• **EXCERPT**
• • • • •
Upon tracking the identified overall outlier observation number 172 in the main dataset, the results showed that this was a female aged 43 years, who weighed 61 kgs and resided in rural area in Chikwawa district. The outlier patient was a married Christian, with middle wealth index, minimum of secondary education, and was a retired employee as at survey time. She suffered from cervical cancer, that was diagnosed in 2018 as a localised disease. She had since received chemotherapy treatment and underwent surgery. The outlier cancer patient suffered from both diabetes and hypertension diseases, as well as HIV/AIDS, but had no any heart, liver, nor respiratory related complications. She also had no history of tobacco smoking nor alcohol drinking. The data showed that she had problems with walking about, felt moderate pain and discomforts, and had problems with performing usual activities, such as household chores or study.
Discussion
In this article, the postestimation techniques for the bivariate logistic regression model were applied to analyse outlier cancer patients that had comorbidities of diabetes and hypertension at Queen Elizabeth and Kamuzu central hospitals in Malawi. The study identified one overall outlier patient to the two diseases’ model. The detected outlier patient was a female with cervical cancer and based in rural area, who suffered from both diabetes and hypertension. She was married and educated, with age of 43 years and moderate weight of 61 kgs. The outlier patient had no smoking and alcohol drinking history. Since this study observed that co-occurrence of diabetes and hypertension was rare for rural populations, it was therefore not surprising for the bivariate logit model diagnostic statistics to detect this rural resident as an outlier to the model7. In most cases, the next step after identifying outliers is to assess their influence on the model’s estimates, which is usually done by re-fitting the model to data without the outlier observations in the sample and observe the changes in the ML estimates or by applying appropriate influence statistics to examine influence of each observation on ML estimates14,19,25. We did not perform such analysis in this study, as the goal of the paper was on detecting and understanding characteristics of the outlier cancer patients to comorbidities of diabetes and hypertension, so as to establish the reasons for outlierness in order to recommend appropriate ways for managing the two diseases in such type of patients, without necessarily improving the model.
This study has observed that the exchangeable bivariate logit model fitted the data better than the non-exchangeable model. The data provided evidence of dependence between diabetes and hypertension diseases in a person. Based on the exchangeable model, suffering from diabetes was less likely to happen compared to hypertension in a patient. This may reflect the nature of the sample that was used, which had too few diabetes cases. The Wald test for evaluating significance of each covariate in the fitted bivariate logit model suffered from the Hauck–Donner effect (HDE) in this study, in which the test value tends to zero when the distance between the ML estimate and hypothesised value widens up, which rendered the p-values for the ML estimates to be unrealistically larger than expected or to be not applicable for variable selection analysis24,26. This could be as a result of smallness in sample size that was used. The HDE usually masks the true effect of a covariate on a binary outcome as though it does not exist, and this can be corrected by using alternative tests for assessing usefulness of covariates in a logit model, such as likelihood-ratio test instead of the Wald test24. The likelihood ratio test analyses usefulness of a covariate by comparing the likelihood estimates with and without the particular covariate in the model. However, this method requires re-fitting the model to data upon removing the concerned covariate, which can be cumbersome for non-linear models, such as the bivariate logistic regression model, that engage iterative numerical techniques like Newton–Raphson method to estimate parameters27. Hence, this study used the Wald test to analyse significance of covariates, due to its computation efficiency. Although the p-values realised from the models were large, this study proceeded with joint outlier analysis to the bivariate logit model because outlierness of an observation is relative to others in the fitted model25, no matter the level of fit of the model at hand.
• • • • •
• **QUESTIONS**
- a) Translate this sentence from the excerpt on outlier cancer patients into Spanish: "The data provided evidence of dependence between diabetes and hypertension diseases in a person."
- b) Extend the discussion of outlier cancer patients with diabetes and hypertension, picking up after its final sentence.
• • • • •
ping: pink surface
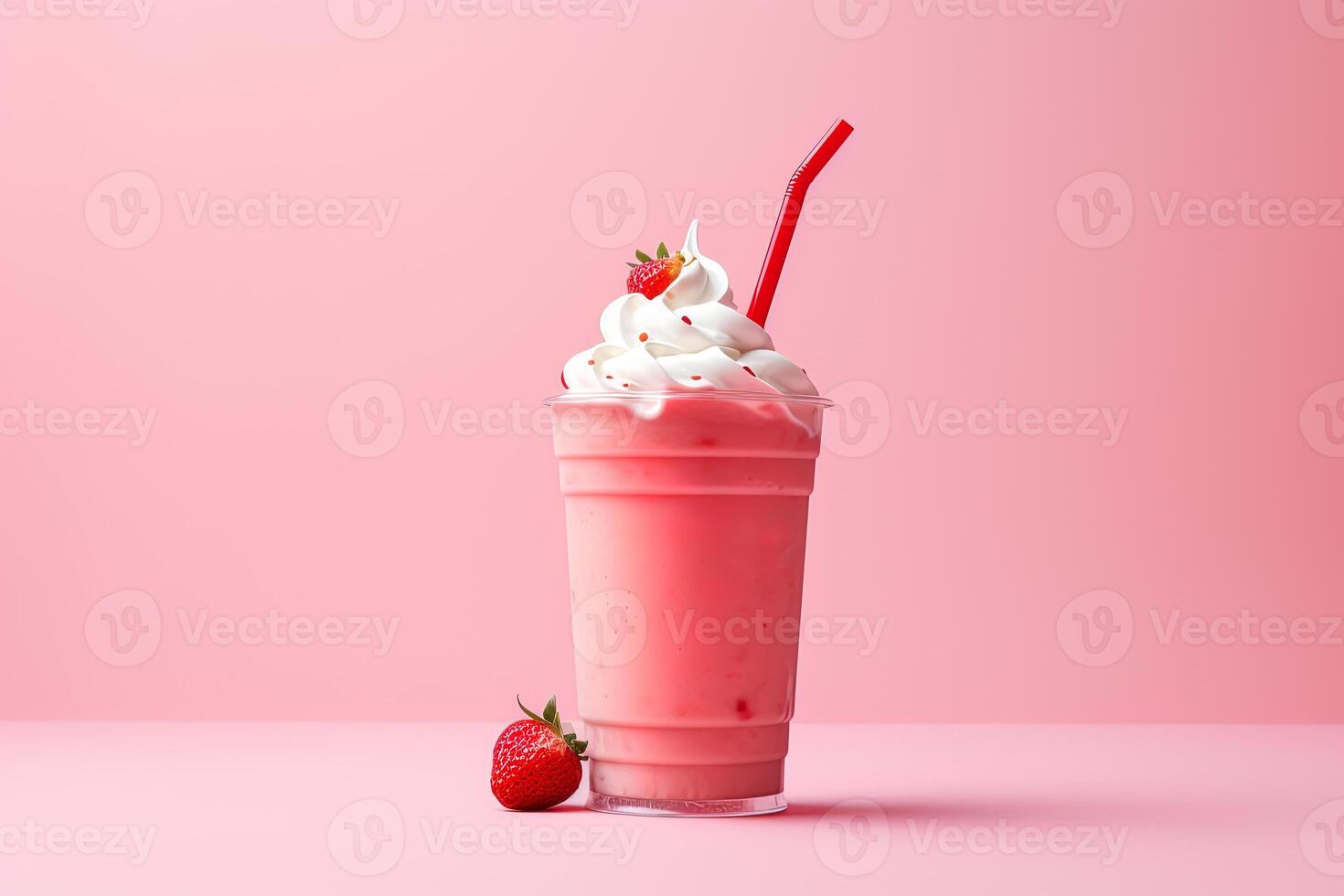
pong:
[0,0,1344,720]
[0,722,1344,896]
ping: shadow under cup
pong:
[549,391,829,816]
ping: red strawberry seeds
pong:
[491,698,587,810]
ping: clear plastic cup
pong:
[549,391,829,816]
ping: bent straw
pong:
[747,118,853,326]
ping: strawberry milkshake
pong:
[551,223,828,816]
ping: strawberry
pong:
[625,243,686,298]
[491,698,587,810]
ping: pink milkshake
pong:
[552,223,827,816]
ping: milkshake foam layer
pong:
[564,221,817,395]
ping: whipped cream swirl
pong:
[564,220,817,395]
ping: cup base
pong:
[586,791,789,818]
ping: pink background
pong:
[0,0,1344,721]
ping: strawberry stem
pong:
[514,695,587,762]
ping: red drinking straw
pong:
[747,118,853,326]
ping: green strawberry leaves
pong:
[625,243,672,267]
[514,695,587,761]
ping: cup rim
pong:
[541,389,835,409]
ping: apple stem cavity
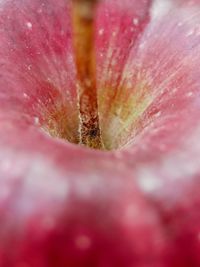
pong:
[72,0,103,149]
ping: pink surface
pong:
[0,0,200,267]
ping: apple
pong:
[0,0,200,267]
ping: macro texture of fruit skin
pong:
[0,0,200,267]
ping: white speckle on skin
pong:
[99,29,104,35]
[75,235,92,250]
[26,21,33,30]
[34,117,39,125]
[151,0,174,19]
[186,29,194,37]
[186,92,193,97]
[133,18,139,26]
[23,93,28,98]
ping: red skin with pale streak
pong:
[0,0,200,267]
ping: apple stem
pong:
[72,0,103,149]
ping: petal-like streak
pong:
[96,0,151,147]
[0,0,78,142]
[99,0,200,151]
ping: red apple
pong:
[0,0,200,267]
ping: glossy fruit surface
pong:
[0,0,200,267]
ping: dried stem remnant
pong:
[72,0,102,149]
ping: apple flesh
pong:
[0,0,200,267]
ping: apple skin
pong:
[0,0,200,267]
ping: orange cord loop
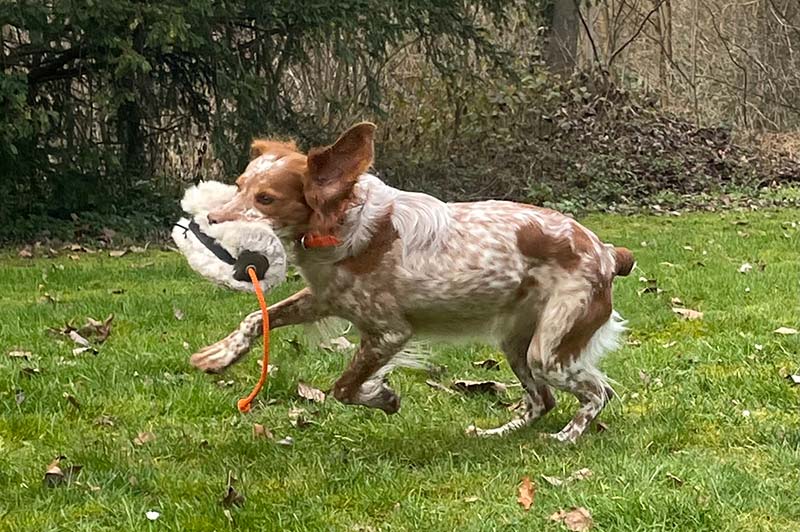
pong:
[236,266,269,414]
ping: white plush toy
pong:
[172,181,286,292]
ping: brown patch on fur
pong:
[303,122,375,235]
[339,213,400,275]
[250,139,298,161]
[517,222,594,272]
[614,247,636,277]
[556,283,611,367]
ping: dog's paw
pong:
[189,331,250,373]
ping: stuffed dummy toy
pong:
[172,181,286,292]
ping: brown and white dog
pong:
[192,123,633,441]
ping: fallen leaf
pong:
[425,379,456,395]
[44,456,83,488]
[450,380,507,395]
[666,472,683,486]
[550,506,592,532]
[67,331,91,348]
[253,423,275,440]
[77,314,114,344]
[672,307,703,320]
[517,477,536,512]
[542,475,564,487]
[472,358,500,370]
[222,471,244,508]
[320,336,355,351]
[297,382,325,403]
[133,432,156,446]
[567,467,594,482]
[20,366,42,377]
[63,392,81,410]
[94,414,115,427]
[289,408,311,429]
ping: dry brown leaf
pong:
[425,379,456,395]
[672,307,703,321]
[94,414,116,427]
[517,477,536,512]
[44,456,83,488]
[550,506,592,532]
[289,407,311,429]
[472,358,500,370]
[63,392,81,410]
[297,382,325,403]
[133,432,156,446]
[567,467,594,482]
[450,380,507,395]
[222,471,244,508]
[253,423,275,440]
[542,475,564,487]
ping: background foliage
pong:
[0,0,800,239]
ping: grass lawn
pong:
[0,210,800,531]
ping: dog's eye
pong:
[256,194,275,205]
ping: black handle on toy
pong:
[233,251,269,283]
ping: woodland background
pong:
[0,0,800,241]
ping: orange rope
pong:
[236,266,269,414]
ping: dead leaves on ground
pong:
[43,456,83,488]
[222,471,244,508]
[450,380,508,395]
[517,477,536,512]
[550,506,593,532]
[133,431,156,447]
[672,307,703,321]
[297,382,325,403]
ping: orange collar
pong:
[300,233,341,249]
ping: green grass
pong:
[0,210,800,531]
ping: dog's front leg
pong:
[333,328,411,414]
[190,288,327,373]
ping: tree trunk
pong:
[545,0,580,75]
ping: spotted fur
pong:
[192,124,633,441]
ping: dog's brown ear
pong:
[250,139,297,161]
[303,122,375,235]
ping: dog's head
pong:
[208,122,375,238]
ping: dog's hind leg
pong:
[467,316,556,437]
[527,286,624,443]
[190,288,327,373]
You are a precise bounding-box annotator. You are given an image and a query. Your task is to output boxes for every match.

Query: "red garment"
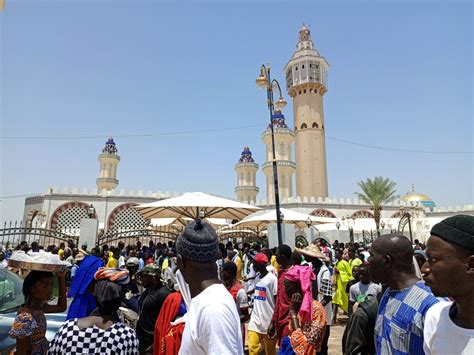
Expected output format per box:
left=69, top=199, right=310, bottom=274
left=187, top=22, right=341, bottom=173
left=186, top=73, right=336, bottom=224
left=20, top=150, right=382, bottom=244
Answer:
left=153, top=292, right=184, bottom=355
left=227, top=280, right=242, bottom=301
left=272, top=269, right=291, bottom=346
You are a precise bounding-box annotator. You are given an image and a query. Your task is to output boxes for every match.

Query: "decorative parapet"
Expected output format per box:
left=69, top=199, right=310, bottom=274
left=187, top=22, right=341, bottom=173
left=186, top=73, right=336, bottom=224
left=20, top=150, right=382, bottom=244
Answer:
left=262, top=127, right=295, bottom=139
left=234, top=186, right=259, bottom=192
left=235, top=162, right=258, bottom=170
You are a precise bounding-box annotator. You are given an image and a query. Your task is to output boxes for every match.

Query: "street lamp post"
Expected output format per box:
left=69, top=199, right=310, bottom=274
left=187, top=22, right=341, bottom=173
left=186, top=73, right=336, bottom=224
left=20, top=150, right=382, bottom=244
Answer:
left=255, top=65, right=286, bottom=245
left=400, top=206, right=413, bottom=244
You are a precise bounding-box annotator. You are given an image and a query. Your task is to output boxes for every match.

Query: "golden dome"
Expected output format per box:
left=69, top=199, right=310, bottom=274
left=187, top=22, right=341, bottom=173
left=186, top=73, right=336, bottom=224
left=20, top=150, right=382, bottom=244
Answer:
left=401, top=189, right=436, bottom=207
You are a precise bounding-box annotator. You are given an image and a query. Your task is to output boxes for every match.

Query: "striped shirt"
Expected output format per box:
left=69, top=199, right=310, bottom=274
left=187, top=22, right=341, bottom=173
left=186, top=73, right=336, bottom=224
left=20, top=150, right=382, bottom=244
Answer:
left=375, top=281, right=439, bottom=355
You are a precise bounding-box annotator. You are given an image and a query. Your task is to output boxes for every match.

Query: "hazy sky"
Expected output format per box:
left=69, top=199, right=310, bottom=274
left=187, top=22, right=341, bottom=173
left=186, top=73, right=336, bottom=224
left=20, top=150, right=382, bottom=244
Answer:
left=0, top=0, right=474, bottom=220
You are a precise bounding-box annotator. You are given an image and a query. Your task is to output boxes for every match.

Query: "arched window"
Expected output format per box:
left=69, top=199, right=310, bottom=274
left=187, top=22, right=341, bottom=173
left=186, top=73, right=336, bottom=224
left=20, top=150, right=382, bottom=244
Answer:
left=351, top=210, right=374, bottom=218
left=310, top=209, right=336, bottom=218
left=279, top=142, right=285, bottom=158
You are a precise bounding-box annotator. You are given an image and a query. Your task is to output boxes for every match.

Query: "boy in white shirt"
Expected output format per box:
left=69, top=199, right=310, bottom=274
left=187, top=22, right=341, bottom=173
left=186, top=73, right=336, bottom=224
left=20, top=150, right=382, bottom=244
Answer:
left=176, top=219, right=243, bottom=355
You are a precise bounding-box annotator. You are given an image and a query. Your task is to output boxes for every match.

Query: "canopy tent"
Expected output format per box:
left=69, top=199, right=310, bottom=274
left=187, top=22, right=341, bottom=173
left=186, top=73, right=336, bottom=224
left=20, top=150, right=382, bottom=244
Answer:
left=231, top=208, right=337, bottom=232
left=150, top=217, right=229, bottom=228
left=317, top=218, right=400, bottom=232
left=135, top=192, right=260, bottom=220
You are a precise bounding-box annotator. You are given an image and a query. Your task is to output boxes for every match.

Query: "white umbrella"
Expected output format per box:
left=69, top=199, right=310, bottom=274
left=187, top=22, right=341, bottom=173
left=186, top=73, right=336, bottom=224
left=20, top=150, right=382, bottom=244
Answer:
left=135, top=192, right=260, bottom=220
left=233, top=208, right=337, bottom=231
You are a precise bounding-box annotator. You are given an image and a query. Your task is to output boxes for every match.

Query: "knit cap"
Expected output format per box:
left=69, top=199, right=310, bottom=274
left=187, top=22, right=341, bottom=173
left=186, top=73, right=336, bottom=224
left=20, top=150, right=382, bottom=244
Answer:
left=431, top=214, right=474, bottom=252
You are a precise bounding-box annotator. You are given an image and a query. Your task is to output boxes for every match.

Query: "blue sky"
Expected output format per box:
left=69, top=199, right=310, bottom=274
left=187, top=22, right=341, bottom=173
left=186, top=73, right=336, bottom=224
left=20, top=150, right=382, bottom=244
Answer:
left=0, top=0, right=474, bottom=220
• • • • •
• **WRITTEN ANSWERS**
- a) Los datos proporcionaron evidencia de dependencia entre las enfermedades de diabetes e hipertensión en una persona.

- b)
The small sample size used in this study might have also affected Chi-Square test results in the cross-classification analysis, where some variables were observed to have insignificant association at 5% significance level with either diabetes or hypertension. However, the Chi-Square p-values for the affected variables were still far lower that 1, which indicated existence of some association, at higher levels of significance than 5%, between the concerned variables and diabetes or hypertension. These results add to the debate on whether researchers should prioritise statistical significance over clinical significance for studies that involve some medical data28–30. The general consensus in literature is that statistical insignificance should not override clinical significance31. It is for this reason that this study included all the affected variables during the Chi-Square tests when fitting the bivariate logit model to the data to analyse outlier cancer patients.
Finally, the study observed that there was high likelihood for female, the married, the educated, and persons with smoking and alcohol drinking history to suffer from either diabetes or hypertension. The diseases were less likely to affect the rural compared to urban populations. These results were consistent with literature, that attributes fancy lifestyle in the indicated populations as a source for increased risk3.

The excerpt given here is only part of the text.